- [WORK ITEM] Starting at the line that has "Could you point to the cherry" and stopping after the line that has "Target: pink petal", reproduce the listing below exactly; omit everything else.

- [DATA TO EXAMINE]
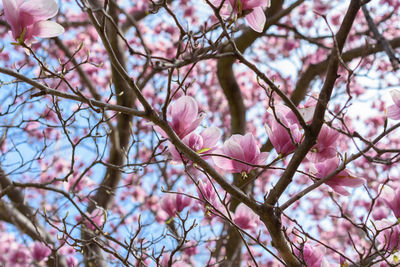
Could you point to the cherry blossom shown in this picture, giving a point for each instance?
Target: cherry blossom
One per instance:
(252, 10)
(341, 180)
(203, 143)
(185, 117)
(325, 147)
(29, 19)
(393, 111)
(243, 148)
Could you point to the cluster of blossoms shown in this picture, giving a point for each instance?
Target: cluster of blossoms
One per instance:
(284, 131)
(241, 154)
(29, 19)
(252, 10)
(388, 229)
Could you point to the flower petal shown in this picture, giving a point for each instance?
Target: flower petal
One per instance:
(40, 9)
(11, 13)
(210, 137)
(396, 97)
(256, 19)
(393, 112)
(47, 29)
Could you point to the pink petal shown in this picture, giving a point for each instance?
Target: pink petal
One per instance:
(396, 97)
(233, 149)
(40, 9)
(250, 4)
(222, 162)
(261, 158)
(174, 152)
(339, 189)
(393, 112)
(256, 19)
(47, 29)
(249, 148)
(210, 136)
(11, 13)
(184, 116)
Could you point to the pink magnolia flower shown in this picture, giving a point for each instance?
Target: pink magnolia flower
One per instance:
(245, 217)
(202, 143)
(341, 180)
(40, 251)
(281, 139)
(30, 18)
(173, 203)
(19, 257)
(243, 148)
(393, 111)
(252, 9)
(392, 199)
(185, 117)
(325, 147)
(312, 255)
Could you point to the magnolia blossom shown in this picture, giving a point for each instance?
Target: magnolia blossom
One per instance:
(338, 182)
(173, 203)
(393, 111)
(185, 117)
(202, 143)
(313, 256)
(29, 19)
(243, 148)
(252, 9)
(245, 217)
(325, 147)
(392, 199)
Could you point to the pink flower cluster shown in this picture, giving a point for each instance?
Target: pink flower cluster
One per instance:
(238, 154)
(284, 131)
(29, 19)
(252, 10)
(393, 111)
---
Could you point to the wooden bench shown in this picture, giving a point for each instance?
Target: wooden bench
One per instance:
* * *
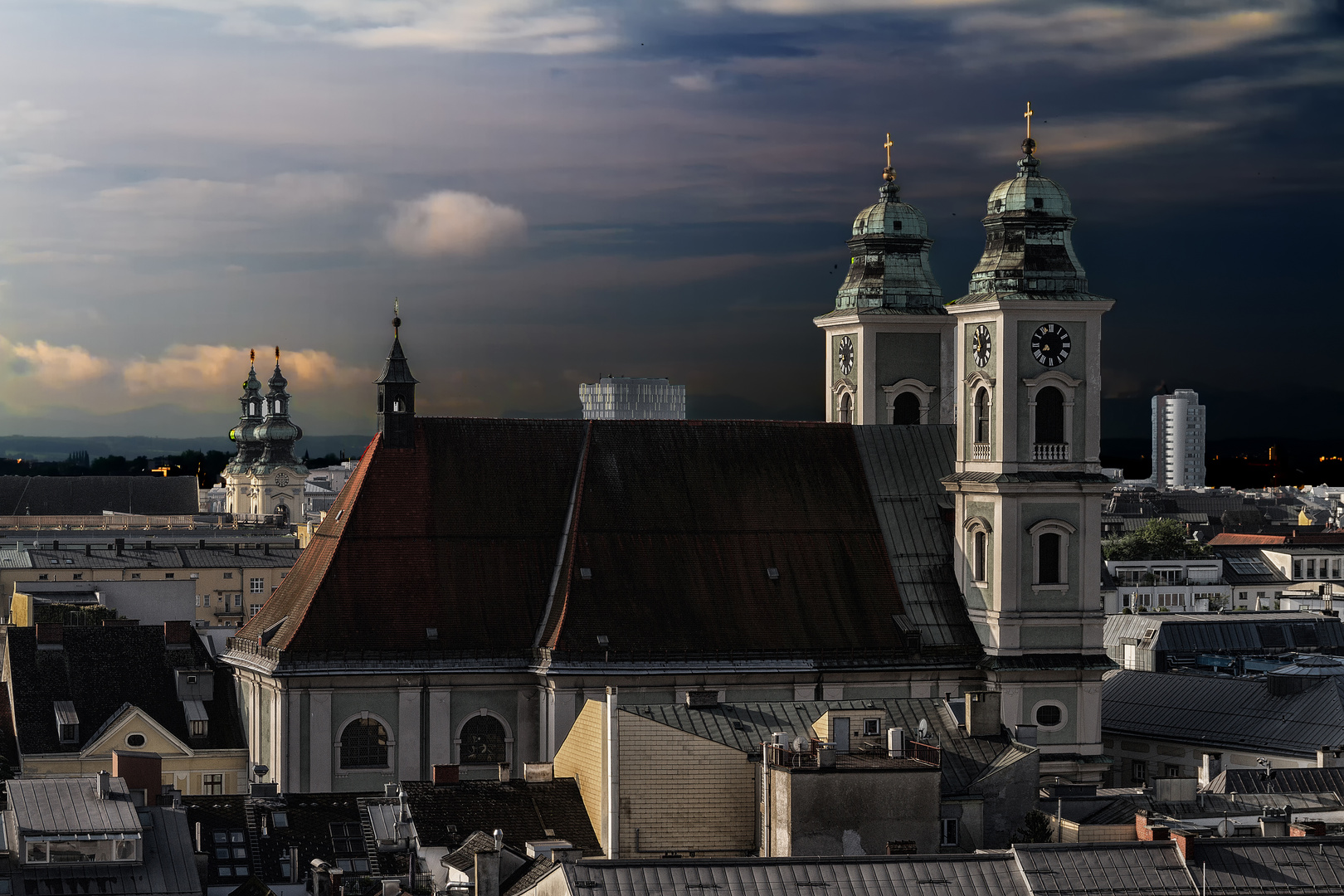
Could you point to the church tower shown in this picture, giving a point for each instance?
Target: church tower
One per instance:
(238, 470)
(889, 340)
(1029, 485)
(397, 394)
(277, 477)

- [RESPONSE]
Could you point to the cherry blossom shown in this picture, giving a point for each instance?
Target: cherry blossom
One per instance:
(252, 10)
(341, 180)
(203, 143)
(185, 117)
(325, 147)
(29, 19)
(393, 111)
(243, 148)
Could you point to the cluster of blossoms shown in this picture, giving a point for each instance?
Target: cluster of blossoms
One per instance:
(284, 131)
(241, 154)
(29, 19)
(252, 10)
(388, 229)
Could you point to the flower petal shown in this picture, giving a point for each instance?
Target: flower petal
One per instance:
(40, 9)
(11, 13)
(210, 137)
(396, 97)
(256, 19)
(393, 112)
(47, 29)
Could you point to the pink petal shown in this picture, giving a point for each instance?
Target: pink petal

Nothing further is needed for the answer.